Passage ▸
— Begin —

If anything, it hurts your bottom line. You would probably get more third party interest in having print outs of custom hardware if the toolchains were more open. It is not a question of price, its a question of exposure.
I'm not even talking about the 12-20nm stuff. It is still crazy expensive because the hardware and software R&D was huge and these companies are hoarding their toys like preschoolers because of a prisoners dilemma in regards to competitive advantage. But older 45-100nm plants are often still in use but are still just as inaccessible as ever to most hobbyist hardware enthusiasts.
Custom circuit boards are coming down in price, maybe custom lithography will come down in price at some point to be accessible to hobbyists / startups.
Exactly, hence my question about "student projects" which is really about why aren't there more OSS projects that challenge this. Is it because of the lack of platforms to experiment on, or the inherent difficulty of the task?
sometimes I wish somebody with deep pockets (or maybe a semiconductor company) were to buy an ailing EDA company and just opensource all these design tools things would move much faster for opensource h/w design.
The hardware programming is way, way too low. Consider assembler programming, even lower.
This is why videocotroller HW takes 9 months for group of 5 engineers and 2 programmers, and driver software for said videocontroller can be wriiten in a month by one graduate student.
The languages also either very dirty or very expensive.

— End —

Data ▸

— Begin —

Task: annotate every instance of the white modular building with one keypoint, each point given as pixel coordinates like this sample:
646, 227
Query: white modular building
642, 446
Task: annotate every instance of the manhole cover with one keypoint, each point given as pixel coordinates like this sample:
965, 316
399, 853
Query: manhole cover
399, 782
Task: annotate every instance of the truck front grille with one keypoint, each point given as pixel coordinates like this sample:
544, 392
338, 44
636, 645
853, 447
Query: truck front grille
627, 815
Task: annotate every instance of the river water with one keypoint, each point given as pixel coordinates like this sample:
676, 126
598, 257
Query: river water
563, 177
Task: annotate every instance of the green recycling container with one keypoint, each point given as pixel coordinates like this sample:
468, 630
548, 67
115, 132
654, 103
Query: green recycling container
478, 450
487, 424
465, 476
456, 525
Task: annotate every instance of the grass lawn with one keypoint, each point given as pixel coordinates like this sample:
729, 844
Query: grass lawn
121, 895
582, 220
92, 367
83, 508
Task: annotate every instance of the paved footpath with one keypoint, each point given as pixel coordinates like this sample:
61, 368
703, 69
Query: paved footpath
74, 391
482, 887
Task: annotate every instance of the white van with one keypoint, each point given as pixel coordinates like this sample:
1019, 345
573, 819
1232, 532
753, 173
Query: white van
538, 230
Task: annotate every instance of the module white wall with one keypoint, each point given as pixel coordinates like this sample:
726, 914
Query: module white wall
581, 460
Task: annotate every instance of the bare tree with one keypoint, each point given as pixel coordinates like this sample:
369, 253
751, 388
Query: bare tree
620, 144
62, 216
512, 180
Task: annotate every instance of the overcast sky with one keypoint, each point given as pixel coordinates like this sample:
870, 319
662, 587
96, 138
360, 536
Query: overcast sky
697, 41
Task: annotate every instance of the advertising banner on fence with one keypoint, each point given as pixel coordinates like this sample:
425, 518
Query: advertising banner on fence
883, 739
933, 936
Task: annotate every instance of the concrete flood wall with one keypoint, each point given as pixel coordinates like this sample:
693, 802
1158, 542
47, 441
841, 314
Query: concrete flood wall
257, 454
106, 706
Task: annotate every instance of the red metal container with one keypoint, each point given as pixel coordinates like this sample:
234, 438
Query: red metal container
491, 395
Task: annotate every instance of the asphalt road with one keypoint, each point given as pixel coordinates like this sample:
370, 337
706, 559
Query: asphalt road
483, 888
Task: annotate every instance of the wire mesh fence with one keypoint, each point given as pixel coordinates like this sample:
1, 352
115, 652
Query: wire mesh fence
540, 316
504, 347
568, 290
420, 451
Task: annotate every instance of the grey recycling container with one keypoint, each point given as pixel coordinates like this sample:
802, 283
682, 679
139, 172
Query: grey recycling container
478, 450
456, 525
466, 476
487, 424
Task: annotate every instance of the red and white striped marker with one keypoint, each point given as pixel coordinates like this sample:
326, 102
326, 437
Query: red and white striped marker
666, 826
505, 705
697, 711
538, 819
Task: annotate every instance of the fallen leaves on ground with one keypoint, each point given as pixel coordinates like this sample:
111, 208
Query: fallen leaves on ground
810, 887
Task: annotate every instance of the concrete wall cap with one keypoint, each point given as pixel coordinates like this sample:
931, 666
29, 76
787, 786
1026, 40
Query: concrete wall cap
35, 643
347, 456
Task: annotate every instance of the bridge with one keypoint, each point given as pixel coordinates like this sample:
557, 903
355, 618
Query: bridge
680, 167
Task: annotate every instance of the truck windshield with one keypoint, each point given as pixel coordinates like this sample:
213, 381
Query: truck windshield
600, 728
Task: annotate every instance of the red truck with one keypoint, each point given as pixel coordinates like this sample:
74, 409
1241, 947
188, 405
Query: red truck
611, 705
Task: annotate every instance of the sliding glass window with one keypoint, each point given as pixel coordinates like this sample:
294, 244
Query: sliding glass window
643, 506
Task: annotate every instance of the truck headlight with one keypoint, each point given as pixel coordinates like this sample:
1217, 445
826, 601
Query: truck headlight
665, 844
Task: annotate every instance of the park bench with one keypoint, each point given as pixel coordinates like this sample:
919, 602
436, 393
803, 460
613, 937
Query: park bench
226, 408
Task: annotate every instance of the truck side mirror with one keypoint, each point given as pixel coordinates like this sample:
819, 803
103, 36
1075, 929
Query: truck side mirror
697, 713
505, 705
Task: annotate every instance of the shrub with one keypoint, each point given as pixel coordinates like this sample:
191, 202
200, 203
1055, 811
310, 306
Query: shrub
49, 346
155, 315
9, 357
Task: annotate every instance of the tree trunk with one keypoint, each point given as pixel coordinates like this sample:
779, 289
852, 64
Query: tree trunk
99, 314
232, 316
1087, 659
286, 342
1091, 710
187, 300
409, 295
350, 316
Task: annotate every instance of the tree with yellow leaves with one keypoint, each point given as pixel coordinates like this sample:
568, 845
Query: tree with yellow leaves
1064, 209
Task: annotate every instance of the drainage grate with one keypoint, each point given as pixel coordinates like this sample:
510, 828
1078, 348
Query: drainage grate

— End —

Task set ▸
**a.** Quote the entire thread about open chip design tools, word for word.
**b.** Pull out each line of the listing that contains the word "paved".
The thread about open chip design tools has no connection to the listing.

Solutions to each task ▸
**a.**
If anything, it hurts your bottom line. You would probably get more third party interest in having print outs of custom hardware if the toolchains were more open. It is not a question of price, its a question of exposure.
I'm not even talking about the 12-20nm stuff. It is still crazy expensive because the hardware and software R&D was huge and these companies are hoarding their toys like preschoolers because of a prisoners dilemma in regards to competitive advantage. But older 45-100nm plants are often still in use but are still just as inaccessible as ever to most hobbyist hardware enthusiasts.
Custom circuit boards are coming down in price, maybe custom lithography will come down in price at some point to be accessible to hobbyists / startups.
Exactly, hence my question about "student projects" which is really about why aren't there more OSS projects that challenge this. Is it because of the lack of platforms to experiment on, or the inherent difficulty of the task?
sometimes I wish somebody with deep pockets (or maybe a semiconductor company) were to buy an ailing EDA company and just opensource all these design tools things would move much faster for opensource h/w design.
The hardware programming is way, way too low. Consider assembler programming, even lower.
This is why videocotroller HW takes 9 months for group of 5 engineers and 2 programmers, and driver software for said videocontroller can be wriiten in a month by one graduate student.
The languages also either very dirty or very expensive.

**b.**
Task: annotate every instance of the paved footpath with one keypoint, each point given as pixel coordinates like this sample:
Query: paved footpath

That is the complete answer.